◆ REQUIRED WORK:
Extract every line of text from the items below and reproduce each one verbatim, in its original order.

[begin INPUT FOR THIS TASK]

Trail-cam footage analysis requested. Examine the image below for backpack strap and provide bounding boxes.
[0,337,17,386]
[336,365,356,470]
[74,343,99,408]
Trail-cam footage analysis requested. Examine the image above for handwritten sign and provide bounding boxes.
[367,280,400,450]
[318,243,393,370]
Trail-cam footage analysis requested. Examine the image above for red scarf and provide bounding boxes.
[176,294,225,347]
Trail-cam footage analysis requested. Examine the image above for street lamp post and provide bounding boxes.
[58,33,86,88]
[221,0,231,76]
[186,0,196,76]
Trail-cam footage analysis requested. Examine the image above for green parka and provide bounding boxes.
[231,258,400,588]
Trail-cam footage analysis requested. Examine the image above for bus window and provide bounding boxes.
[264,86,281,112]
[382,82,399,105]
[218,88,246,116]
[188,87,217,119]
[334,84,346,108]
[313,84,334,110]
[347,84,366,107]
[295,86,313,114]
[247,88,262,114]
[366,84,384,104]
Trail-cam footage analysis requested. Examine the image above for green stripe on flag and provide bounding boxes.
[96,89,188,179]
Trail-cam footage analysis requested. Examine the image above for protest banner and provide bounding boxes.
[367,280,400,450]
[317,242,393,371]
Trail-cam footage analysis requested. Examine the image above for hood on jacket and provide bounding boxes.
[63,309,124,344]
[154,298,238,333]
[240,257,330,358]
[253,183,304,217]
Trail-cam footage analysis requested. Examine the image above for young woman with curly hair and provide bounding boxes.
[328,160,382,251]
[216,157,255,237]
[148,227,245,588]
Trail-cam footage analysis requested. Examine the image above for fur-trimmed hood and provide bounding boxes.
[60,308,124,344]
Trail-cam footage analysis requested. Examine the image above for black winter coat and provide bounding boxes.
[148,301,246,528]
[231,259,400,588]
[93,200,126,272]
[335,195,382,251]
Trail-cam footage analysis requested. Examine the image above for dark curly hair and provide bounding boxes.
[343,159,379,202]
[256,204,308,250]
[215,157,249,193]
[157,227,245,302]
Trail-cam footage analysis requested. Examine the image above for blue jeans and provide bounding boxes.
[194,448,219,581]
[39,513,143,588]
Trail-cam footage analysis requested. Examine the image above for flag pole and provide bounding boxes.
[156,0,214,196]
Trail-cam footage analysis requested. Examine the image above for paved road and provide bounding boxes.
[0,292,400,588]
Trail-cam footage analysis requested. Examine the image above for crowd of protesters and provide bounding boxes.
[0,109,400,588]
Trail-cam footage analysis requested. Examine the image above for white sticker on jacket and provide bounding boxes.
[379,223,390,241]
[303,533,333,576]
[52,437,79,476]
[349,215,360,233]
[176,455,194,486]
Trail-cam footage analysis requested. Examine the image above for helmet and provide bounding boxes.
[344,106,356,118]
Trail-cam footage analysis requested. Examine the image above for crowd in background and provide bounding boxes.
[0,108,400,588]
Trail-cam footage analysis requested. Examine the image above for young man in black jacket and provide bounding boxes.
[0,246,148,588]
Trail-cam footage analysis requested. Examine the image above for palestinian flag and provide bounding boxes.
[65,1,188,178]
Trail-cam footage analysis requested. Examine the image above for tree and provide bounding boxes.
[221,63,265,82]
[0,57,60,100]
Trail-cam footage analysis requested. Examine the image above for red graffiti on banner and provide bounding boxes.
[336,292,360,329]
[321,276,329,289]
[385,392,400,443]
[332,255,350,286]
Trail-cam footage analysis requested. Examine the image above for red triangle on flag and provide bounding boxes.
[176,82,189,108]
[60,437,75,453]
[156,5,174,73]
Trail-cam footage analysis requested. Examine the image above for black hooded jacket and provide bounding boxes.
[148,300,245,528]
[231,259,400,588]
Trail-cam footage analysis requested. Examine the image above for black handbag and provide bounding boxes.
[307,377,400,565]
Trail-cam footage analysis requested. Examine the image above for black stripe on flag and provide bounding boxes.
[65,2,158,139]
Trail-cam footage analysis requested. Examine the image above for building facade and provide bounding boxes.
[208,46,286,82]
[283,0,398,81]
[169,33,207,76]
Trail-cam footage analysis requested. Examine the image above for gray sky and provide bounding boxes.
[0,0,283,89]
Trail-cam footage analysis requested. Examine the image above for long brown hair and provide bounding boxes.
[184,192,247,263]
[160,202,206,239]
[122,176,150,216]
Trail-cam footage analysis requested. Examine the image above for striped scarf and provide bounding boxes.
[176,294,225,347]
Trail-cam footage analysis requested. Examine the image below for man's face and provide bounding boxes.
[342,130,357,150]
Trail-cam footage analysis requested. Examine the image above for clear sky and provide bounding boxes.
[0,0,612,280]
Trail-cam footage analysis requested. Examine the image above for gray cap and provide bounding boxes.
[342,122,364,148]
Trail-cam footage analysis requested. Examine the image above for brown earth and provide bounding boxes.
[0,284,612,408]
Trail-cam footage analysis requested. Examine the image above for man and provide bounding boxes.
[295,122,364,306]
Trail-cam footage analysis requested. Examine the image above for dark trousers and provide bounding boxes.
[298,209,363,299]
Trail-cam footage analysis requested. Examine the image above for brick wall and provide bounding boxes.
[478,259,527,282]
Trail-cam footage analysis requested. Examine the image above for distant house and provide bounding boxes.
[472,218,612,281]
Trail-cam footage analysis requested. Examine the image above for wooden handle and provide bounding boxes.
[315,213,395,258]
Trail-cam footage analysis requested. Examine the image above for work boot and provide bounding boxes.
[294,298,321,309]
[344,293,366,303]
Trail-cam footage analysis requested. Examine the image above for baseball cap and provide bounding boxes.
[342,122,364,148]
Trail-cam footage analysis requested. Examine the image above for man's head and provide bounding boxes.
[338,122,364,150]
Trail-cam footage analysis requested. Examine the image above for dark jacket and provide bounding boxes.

[end INPUT FOR THIS TASK]

◆ FULL OUTPUT:
Trail-cam footage analysis requested. Examine the image below for backpack strap and provide bounding boxes.
[0,337,17,386]
[336,365,356,470]
[74,343,99,408]
Trail-cam footage analysis requested. Examine the image above for handwritten sign and provide bounding boxes.
[367,280,400,450]
[318,243,393,370]
Trail-cam footage analysis requested. Examine the image above for red scarf and provide bounding boxes.
[176,294,225,347]
Trail-cam footage analysis requested. Examine the image above for street lamp post and provide bounding boxes.
[58,33,86,88]
[221,0,231,76]
[186,0,196,76]
Trail-cam footage analysis requested. Examine the image above for green parka and provide bounding boxes.
[231,258,400,588]
Trail-cam footage analysis requested. Examine the image above for bus window and provide bounding boxes.
[264,86,281,112]
[382,82,399,105]
[218,88,246,116]
[188,87,217,119]
[334,84,346,108]
[313,84,334,110]
[347,84,366,107]
[295,86,313,114]
[247,88,262,114]
[366,84,384,104]
Trail-cam footage analysis requested. Examine the image above for green stripe on flag and provide bounding boxes.
[96,89,188,179]
Trail-cam footage analysis requested. Examine the image above for protest banner and provide bounding boxes.
[367,280,400,450]
[317,242,393,371]
Trail-cam footage analysis requested. Examine the image above for hood on jacket and provide bounding boxes.
[63,309,124,344]
[154,298,238,333]
[240,257,330,358]
[253,183,304,217]
Trail-cam footage analysis requested. Examine the image above for young woman with curly hair and provide bounding boxes.
[328,160,382,251]
[216,157,255,237]
[148,227,245,588]
Trail-cam footage analysis requested. Examine the image above for fur-trimmed hood and provide bounding boxes.
[60,308,124,344]
Trail-cam footage analysis requested. Examine the image above for black winter coat and provide bounding boxes.
[148,301,246,528]
[231,259,400,588]
[93,200,126,272]
[335,195,382,251]
Trail-cam footage analysis requested. Examine the image above for dark curly hair and provide bounding boxes.
[343,159,379,202]
[256,204,308,250]
[215,157,249,193]
[157,227,245,302]
Trail-cam footage analysis requested. Examine the image above for blue jeans and provide bounding boxes.
[194,448,219,581]
[39,513,143,588]
Trail-cam footage analysis requested. Examine the image above for flag pole and provide bounding boxes.
[156,0,214,196]
Trail-cam footage analysis requested. Examine the image above for paved road and provide bounding boxes.
[0,292,400,588]
Trail-cam footage analysis requested. Examine the image above for crowd of protesters and provide bounding boxes.
[0,109,400,588]
Trail-cam footage analysis requested. Examine the image above for white sticker on jacket and provide bounding boxes.
[379,223,390,241]
[303,533,333,576]
[52,437,79,476]
[349,215,360,233]
[176,455,194,486]
Trail-cam footage analysis requested. Examine the image above for helmet and provide bounding boxes.
[344,106,356,118]
Trail-cam footage analysis requested. Examine the image above for crowd in background and provide bounding boxes.
[0,108,400,588]
Trail-cam footage analysis requested. Examine the image above for young man in black jacket and provide bounding boxes.
[0,246,148,588]
Trail-cam footage analysis requested. Examine the image above for palestinian flag and provide bounding boxes.
[65,1,188,178]
Trail-cam footage analysis requested. Examine the image above for tree and provide bounding boxes.
[221,63,265,82]
[0,57,60,100]
Trail-cam footage analysis requested. Examine the image above for red graffiti on banner and provide bounding boxes.
[336,292,360,329]
[321,276,329,289]
[385,392,400,443]
[332,255,350,286]
Trail-cam footage analysis requested. Examine the image above for red triangle on flag and provide bounding boxes.
[176,82,189,108]
[60,437,75,453]
[156,5,174,73]
Trail-cam footage analysis requested. Examine the image above for black hooded jacket and provide bounding boxes.
[148,300,245,528]
[231,259,400,588]
Trail-cam footage analysis requested. Examine the image above for black handbag and provide bounding boxes.
[307,377,400,565]
Trail-cam footage analysis requested. Examine the image above for black stripe on flag and provide bounding boxes.
[65,2,158,139]
Trail-cam footage analysis requested. Examine the image above for building facade and provide bounding boxes.
[208,46,286,82]
[283,0,398,81]
[169,33,207,76]
Trail-cam footage analysis requested. Examine the image above for gray sky and provide bounding boxes.
[0,0,283,89]
Trail-cam footage analysis requested. Examine the image above for long brown hair and provide bounding boxes.
[184,192,247,263]
[160,202,206,239]
[122,176,150,216]
Trail-cam footage analysis requested. Examine the image above for striped scarf and provide bounding boxes.
[176,294,225,347]
Trail-cam footage analysis requested. Examine the image below for man's face and provide bounding boxes.
[342,130,357,150]
Trail-cam footage analysis requested. Examine the image above for clear sky and provide bounding boxes.
[0,0,612,280]
Trail-cam footage analysis requested. Examine the image above for gray cap and provide bounding boxes.
[342,122,364,148]
Trail-cam footage analysis requested. Examine the image above for brown earth and provide bounding boxes.
[0,284,612,408]
Trail-cam footage analysis requested. Examine the image above for man and provide bounding boxes.
[295,122,364,306]
Trail-cam footage analysis requested. Examine the image above for dark trousers and provide bounding boxes.
[298,209,363,299]
Trail-cam footage analysis requested. Examine the image above for brick wall and provide bounding boxes.
[478,259,527,282]
Trail-cam footage analysis requested. Examine the image above for distant house and provide bounding boxes.
[472,218,612,281]
Trail-cam footage analysis requested. Examine the image above for wooden handle and provide bounding boxes.
[315,213,395,258]
Trail-cam footage analysis requested. Examine the image above for work boot and provide bounding boxes.
[294,298,321,309]
[344,293,366,303]
Trail-cam footage analysis requested. Examine the image above for baseball cap and provide bounding boxes.
[342,122,364,148]
Trail-cam footage analysis requested. Examine the image above for man's head and provide bounding boxes.
[338,122,364,150]
Trail-cam footage analysis requested. Examine the image above for dark jacket and provide bounding boxes.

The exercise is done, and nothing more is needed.